• TASK DIRECTIONS:
Exactly reproduce the lines from the line containing "For each instance of the rear window, the" to the end of the data below, inclusive, and nothing else.

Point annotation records
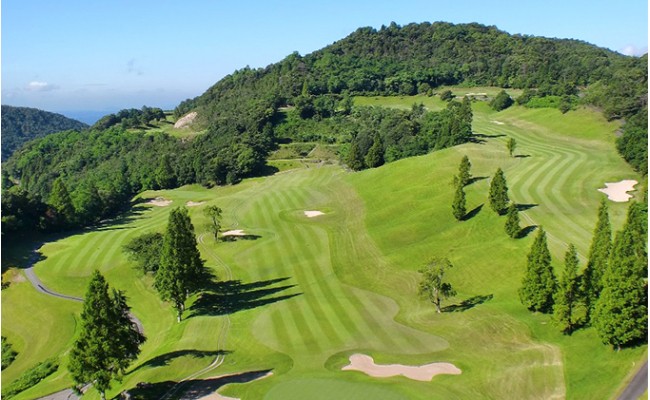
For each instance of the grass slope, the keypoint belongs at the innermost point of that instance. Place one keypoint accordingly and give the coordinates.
(306, 293)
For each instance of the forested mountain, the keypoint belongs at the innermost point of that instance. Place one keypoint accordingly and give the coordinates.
(22, 124)
(309, 98)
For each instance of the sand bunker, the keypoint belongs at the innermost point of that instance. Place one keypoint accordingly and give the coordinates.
(617, 191)
(365, 364)
(235, 232)
(159, 202)
(185, 120)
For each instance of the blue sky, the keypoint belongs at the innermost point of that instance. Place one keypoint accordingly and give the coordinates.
(72, 55)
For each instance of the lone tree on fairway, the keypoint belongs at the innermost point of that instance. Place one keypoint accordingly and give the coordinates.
(459, 205)
(511, 144)
(213, 213)
(498, 197)
(567, 297)
(355, 158)
(601, 245)
(621, 312)
(432, 285)
(538, 285)
(512, 221)
(181, 267)
(109, 341)
(375, 156)
(464, 174)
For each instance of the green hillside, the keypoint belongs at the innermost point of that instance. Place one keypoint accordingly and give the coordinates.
(22, 124)
(299, 295)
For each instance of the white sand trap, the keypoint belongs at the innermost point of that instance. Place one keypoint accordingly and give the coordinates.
(159, 202)
(365, 364)
(235, 232)
(617, 191)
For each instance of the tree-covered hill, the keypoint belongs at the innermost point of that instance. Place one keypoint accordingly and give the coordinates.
(418, 58)
(309, 98)
(22, 124)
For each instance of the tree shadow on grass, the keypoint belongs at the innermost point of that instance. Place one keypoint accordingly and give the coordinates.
(526, 231)
(167, 358)
(229, 297)
(234, 238)
(191, 389)
(473, 213)
(468, 304)
(524, 207)
(476, 179)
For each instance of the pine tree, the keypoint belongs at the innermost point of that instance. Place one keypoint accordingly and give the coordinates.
(432, 286)
(181, 267)
(598, 257)
(511, 144)
(498, 197)
(108, 342)
(621, 312)
(62, 203)
(512, 221)
(355, 158)
(213, 213)
(459, 204)
(464, 174)
(538, 285)
(375, 156)
(567, 296)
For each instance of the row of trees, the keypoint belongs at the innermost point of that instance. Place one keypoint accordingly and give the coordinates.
(611, 293)
(110, 340)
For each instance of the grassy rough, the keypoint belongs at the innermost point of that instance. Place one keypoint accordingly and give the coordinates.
(312, 291)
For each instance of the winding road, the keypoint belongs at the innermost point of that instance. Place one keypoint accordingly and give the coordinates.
(67, 394)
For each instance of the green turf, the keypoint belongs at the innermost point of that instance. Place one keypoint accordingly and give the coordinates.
(320, 289)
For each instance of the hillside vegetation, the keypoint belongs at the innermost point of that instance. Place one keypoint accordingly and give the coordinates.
(22, 124)
(303, 294)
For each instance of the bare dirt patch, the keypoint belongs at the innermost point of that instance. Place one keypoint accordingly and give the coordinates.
(186, 120)
(159, 202)
(617, 191)
(365, 364)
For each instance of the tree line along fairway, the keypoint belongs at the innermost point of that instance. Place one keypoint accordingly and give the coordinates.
(312, 291)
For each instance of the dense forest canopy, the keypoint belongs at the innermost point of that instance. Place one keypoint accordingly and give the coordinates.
(22, 124)
(309, 98)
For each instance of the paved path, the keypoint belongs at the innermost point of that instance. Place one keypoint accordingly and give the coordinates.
(638, 385)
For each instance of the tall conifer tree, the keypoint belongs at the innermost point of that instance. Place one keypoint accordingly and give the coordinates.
(567, 296)
(498, 196)
(538, 285)
(459, 205)
(621, 312)
(464, 174)
(109, 341)
(181, 267)
(598, 257)
(512, 227)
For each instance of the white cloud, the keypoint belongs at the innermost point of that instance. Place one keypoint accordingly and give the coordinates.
(631, 50)
(36, 86)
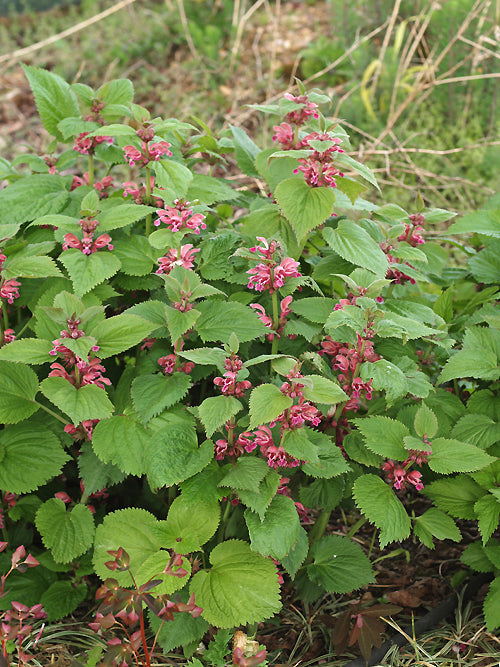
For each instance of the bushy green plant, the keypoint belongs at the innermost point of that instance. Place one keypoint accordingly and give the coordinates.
(207, 404)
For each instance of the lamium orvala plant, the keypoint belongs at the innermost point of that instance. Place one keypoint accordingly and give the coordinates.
(197, 371)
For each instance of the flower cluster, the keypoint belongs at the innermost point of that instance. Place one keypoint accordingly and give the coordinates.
(269, 274)
(180, 217)
(86, 145)
(183, 256)
(229, 384)
(268, 322)
(87, 245)
(347, 358)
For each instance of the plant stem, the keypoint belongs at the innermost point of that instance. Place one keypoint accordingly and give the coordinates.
(91, 169)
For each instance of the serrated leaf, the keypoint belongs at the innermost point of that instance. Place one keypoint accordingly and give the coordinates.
(27, 350)
(119, 333)
(18, 388)
(216, 411)
(87, 271)
(456, 496)
(331, 461)
(323, 391)
(121, 216)
(151, 394)
(190, 525)
(435, 523)
(380, 505)
(267, 403)
(241, 587)
(454, 456)
(88, 402)
(53, 97)
(62, 598)
(247, 473)
(221, 318)
(20, 446)
(68, 534)
(355, 245)
(304, 207)
(31, 267)
(339, 565)
(133, 529)
(276, 535)
(94, 473)
(173, 455)
(121, 441)
(384, 436)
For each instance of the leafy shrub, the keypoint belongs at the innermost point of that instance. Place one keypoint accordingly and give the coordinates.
(215, 400)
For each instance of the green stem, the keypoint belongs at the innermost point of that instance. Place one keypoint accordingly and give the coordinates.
(149, 217)
(51, 412)
(91, 170)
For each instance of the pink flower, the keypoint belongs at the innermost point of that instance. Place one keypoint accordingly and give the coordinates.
(171, 259)
(180, 216)
(9, 290)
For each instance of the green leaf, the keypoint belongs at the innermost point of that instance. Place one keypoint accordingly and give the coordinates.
(267, 403)
(68, 534)
(28, 350)
(121, 216)
(339, 565)
(355, 245)
(276, 535)
(87, 271)
(456, 496)
(384, 436)
(133, 529)
(31, 267)
(296, 442)
(492, 606)
(435, 523)
(190, 525)
(119, 333)
(314, 308)
(246, 151)
(297, 555)
(454, 456)
(323, 391)
(94, 473)
(304, 207)
(122, 442)
(259, 500)
(62, 598)
(487, 509)
(134, 254)
(216, 411)
(18, 388)
(380, 505)
(221, 318)
(247, 473)
(173, 177)
(241, 587)
(425, 423)
(88, 402)
(485, 222)
(53, 97)
(173, 455)
(331, 461)
(20, 447)
(179, 322)
(151, 394)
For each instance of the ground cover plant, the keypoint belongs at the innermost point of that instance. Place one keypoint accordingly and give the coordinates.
(203, 370)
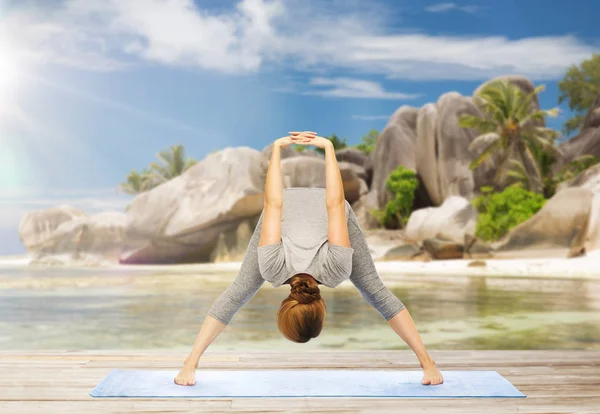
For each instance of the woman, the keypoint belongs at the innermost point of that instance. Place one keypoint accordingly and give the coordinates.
(306, 237)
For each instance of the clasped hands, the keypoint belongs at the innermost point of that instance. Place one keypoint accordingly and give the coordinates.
(303, 138)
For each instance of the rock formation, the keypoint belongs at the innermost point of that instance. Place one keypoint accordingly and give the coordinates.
(560, 228)
(588, 139)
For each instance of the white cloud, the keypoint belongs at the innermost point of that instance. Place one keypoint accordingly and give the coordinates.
(354, 88)
(446, 7)
(305, 36)
(370, 117)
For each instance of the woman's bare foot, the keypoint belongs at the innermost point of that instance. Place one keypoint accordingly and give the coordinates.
(187, 376)
(431, 375)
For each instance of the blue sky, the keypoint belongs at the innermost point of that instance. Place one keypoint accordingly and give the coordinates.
(92, 89)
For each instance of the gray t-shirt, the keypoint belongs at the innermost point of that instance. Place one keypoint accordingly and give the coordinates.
(364, 275)
(304, 245)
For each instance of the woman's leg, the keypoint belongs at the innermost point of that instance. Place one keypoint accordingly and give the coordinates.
(365, 277)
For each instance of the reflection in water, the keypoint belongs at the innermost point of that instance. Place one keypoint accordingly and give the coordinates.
(100, 309)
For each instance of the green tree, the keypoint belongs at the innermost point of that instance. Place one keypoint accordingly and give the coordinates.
(570, 171)
(172, 162)
(581, 87)
(499, 212)
(368, 141)
(509, 129)
(403, 183)
(337, 142)
(300, 148)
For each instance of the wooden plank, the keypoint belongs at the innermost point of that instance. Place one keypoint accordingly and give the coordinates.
(60, 381)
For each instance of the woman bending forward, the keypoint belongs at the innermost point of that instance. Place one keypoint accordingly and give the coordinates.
(306, 237)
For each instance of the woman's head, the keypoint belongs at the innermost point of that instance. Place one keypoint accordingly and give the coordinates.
(302, 313)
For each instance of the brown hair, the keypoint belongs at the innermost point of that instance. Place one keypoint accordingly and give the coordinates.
(302, 313)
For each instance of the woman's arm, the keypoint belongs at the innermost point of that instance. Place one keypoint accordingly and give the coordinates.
(335, 200)
(273, 187)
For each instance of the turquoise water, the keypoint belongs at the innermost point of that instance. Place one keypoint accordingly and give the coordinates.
(71, 309)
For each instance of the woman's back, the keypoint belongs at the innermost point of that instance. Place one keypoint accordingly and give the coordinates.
(304, 246)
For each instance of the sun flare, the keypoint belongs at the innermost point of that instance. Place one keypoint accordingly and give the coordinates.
(8, 71)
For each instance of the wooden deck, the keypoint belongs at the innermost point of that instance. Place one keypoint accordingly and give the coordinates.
(59, 382)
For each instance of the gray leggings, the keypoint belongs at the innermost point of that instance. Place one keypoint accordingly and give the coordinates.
(364, 276)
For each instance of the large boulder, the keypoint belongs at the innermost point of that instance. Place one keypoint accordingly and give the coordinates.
(451, 221)
(522, 83)
(311, 172)
(351, 155)
(589, 179)
(362, 209)
(181, 220)
(289, 152)
(426, 152)
(559, 228)
(37, 227)
(395, 146)
(588, 140)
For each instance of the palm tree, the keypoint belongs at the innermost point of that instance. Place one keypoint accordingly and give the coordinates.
(510, 129)
(172, 164)
(137, 183)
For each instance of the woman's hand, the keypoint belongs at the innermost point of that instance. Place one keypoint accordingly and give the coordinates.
(301, 139)
(297, 138)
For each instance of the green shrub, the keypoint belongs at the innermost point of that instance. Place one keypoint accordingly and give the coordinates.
(402, 183)
(499, 212)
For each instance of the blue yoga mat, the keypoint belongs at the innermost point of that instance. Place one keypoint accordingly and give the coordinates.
(303, 383)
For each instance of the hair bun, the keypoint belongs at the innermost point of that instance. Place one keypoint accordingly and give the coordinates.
(303, 291)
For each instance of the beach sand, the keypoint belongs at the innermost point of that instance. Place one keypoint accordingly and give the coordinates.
(581, 267)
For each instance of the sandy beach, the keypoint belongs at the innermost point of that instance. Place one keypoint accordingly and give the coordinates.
(586, 267)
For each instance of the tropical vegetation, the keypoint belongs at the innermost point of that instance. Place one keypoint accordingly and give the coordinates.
(171, 163)
(498, 212)
(581, 87)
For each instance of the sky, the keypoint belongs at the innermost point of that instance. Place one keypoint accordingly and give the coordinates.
(90, 90)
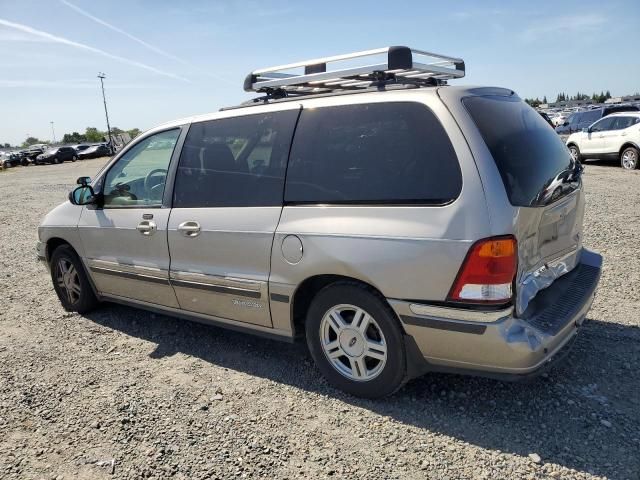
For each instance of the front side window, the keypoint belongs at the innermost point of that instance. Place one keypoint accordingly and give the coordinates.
(235, 162)
(378, 153)
(138, 178)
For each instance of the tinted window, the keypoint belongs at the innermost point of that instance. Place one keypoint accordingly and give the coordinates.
(138, 177)
(587, 118)
(529, 156)
(373, 153)
(235, 162)
(603, 125)
(621, 123)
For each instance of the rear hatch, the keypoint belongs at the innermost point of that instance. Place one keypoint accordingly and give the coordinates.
(542, 181)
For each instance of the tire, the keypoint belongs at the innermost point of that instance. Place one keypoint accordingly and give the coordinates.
(575, 152)
(630, 158)
(351, 348)
(71, 285)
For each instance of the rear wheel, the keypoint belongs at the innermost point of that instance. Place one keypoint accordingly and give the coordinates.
(575, 152)
(70, 281)
(356, 341)
(629, 158)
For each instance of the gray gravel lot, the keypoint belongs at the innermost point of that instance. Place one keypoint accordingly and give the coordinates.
(122, 393)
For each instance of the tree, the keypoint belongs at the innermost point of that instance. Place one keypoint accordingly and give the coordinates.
(74, 137)
(92, 134)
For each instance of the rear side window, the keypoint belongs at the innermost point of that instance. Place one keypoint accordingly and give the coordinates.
(373, 153)
(235, 162)
(529, 155)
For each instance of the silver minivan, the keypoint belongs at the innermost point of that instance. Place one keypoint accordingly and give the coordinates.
(399, 224)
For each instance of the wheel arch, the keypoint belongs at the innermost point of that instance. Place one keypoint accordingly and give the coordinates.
(627, 145)
(309, 288)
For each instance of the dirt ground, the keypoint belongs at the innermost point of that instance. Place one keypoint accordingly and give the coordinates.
(121, 393)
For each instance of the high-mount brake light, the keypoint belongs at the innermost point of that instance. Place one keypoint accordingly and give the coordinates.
(487, 274)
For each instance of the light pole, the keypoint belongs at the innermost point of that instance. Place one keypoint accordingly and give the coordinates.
(102, 76)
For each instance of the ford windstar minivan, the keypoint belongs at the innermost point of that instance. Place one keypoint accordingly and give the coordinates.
(398, 224)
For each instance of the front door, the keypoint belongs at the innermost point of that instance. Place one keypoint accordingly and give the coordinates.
(226, 207)
(594, 141)
(124, 237)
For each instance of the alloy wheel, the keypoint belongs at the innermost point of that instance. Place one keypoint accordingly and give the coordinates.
(353, 342)
(629, 159)
(68, 280)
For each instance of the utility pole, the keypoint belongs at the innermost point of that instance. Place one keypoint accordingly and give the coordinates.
(102, 76)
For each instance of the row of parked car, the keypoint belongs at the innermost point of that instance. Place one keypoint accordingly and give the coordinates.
(43, 154)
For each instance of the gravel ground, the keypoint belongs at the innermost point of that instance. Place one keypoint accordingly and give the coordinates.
(122, 393)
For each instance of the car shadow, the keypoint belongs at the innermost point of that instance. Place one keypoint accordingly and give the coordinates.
(578, 403)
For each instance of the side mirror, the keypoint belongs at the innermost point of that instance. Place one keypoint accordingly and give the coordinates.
(82, 195)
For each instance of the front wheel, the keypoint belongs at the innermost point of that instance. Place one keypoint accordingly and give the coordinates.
(629, 158)
(70, 281)
(575, 152)
(356, 341)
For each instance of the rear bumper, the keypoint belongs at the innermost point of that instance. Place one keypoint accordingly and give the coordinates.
(499, 344)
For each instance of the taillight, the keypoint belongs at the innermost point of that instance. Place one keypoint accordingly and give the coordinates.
(487, 274)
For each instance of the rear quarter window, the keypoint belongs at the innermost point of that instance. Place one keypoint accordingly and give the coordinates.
(528, 153)
(378, 153)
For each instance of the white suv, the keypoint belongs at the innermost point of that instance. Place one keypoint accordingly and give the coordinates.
(614, 136)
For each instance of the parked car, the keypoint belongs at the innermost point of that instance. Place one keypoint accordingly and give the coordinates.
(57, 155)
(11, 159)
(369, 247)
(616, 136)
(94, 151)
(580, 120)
(33, 152)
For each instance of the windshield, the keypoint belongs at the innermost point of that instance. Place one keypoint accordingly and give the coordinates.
(535, 165)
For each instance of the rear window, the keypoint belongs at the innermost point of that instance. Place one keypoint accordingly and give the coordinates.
(527, 152)
(378, 153)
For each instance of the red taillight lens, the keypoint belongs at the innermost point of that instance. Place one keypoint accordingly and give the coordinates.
(487, 273)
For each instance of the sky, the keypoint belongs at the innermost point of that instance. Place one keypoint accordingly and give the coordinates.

• WRITTEN SOLUTION:
For each instance of the rear window, the keypoint belongs at the innermost point of that instance. Place one keypoint accordingly and give the coordinates.
(527, 152)
(378, 153)
For each instance of the red taillight lens, the keypoint belongs at the innermost point of that instance. Place one keypoint accordingly and give the coordinates.
(487, 273)
For each instance of the sky, the keypoint belongs at the innermost point of that instance. Place one keypoint accordingly and give the coordinates.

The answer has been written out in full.